Extract the complete passage on the Michigan ballot proposals below, reproducing every word without change.

═════ Excerpt to read ═════

But perhaps most important is this measure’s impact on energy prices. Some estimates peg the implementation of Proposal 3 above $10 billion. Those costs will be passed on to Michigan’s energy consumers at a time when they can scarce afford them. Americans for Tax Reform urges a “NO” vote on Proposal 3.
Proposal 5 would require a two-thirds “supermajority” vote in each chamber of the legislature in order to raise taxes. Currently there are 16 states, from conservative Oklahoma to liberal Delaware, with some sort of supermajority requirement on the books. This is an important measure that will put emphasis on spending restraint over easy tax increases to balance the state budget.
Proposal 5 will help keep the growth of state government in check, and impose an additional safeguard against tax hikes. Americans for Tax Reform urges voters to vote “YES” on Proposal 5.
This measure would require voter approval for any new publicly funded international bridge or tunnel. The specific issue at hand is a new government-funded bridge to Canada, funded by the federal government, the Canadian government, and a Canadian loan to the State of Michigan.

═════ Data records ═════

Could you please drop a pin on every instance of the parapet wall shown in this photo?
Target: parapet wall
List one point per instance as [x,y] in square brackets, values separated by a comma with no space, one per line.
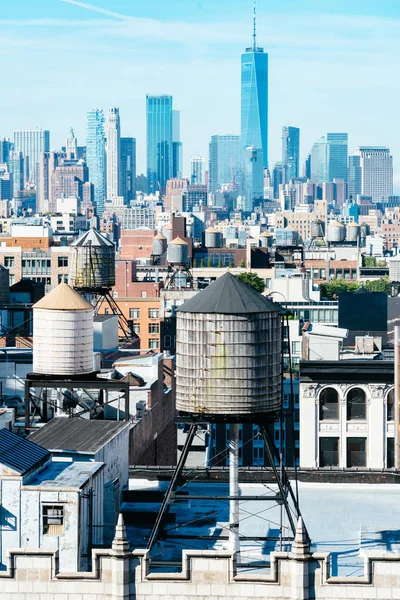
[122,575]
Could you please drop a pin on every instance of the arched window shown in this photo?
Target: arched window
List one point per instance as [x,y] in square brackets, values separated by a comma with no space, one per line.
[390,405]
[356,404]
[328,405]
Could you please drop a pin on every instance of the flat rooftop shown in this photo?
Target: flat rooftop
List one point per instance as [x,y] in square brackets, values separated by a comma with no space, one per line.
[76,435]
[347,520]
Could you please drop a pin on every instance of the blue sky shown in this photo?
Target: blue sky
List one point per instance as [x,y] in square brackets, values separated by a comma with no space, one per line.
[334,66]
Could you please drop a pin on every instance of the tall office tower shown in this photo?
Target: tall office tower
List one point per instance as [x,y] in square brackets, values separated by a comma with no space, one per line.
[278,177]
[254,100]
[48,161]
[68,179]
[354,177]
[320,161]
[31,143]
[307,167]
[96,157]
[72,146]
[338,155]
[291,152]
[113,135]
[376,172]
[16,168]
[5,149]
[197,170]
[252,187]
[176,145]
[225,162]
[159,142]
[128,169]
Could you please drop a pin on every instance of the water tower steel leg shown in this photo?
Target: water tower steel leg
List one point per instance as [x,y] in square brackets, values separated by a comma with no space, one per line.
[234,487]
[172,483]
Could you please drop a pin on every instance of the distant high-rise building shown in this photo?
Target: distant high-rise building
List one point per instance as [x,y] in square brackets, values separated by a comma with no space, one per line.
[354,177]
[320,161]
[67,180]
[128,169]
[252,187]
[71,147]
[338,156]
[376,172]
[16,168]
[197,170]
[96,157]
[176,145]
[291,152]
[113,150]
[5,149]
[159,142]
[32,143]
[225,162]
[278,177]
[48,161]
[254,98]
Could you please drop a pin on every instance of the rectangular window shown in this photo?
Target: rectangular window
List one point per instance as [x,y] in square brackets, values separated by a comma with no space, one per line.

═════

**Solved exercise**:
But perhaps most important is this measure’s impact on energy prices. Some estimates peg the implementation of Proposal 3 above $10 billion. Those costs will be passed on to Michigan’s energy consumers at a time when they can scarce afford them. Americans for Tax Reform urges a “NO” vote on Proposal 3.
Proposal 5 would require a two-thirds “supermajority” vote in each chamber of the legislature in order to raise taxes. Currently there are 16 states, from conservative Oklahoma to liberal Delaware, with some sort of supermajority requirement on the books. This is an important measure that will put emphasis on spending restraint over easy tax increases to balance the state budget.
Proposal 5 will help keep the growth of state government in check, and impose an additional safeguard against tax hikes. Americans for Tax Reform urges voters to vote “YES” on Proposal 5.
This measure would require voter approval for any new publicly funded international bridge or tunnel. The specific issue at hand is a new government-funded bridge to Canada, funded by the federal government, the Canadian government, and a Canadian loan to the State of Michigan.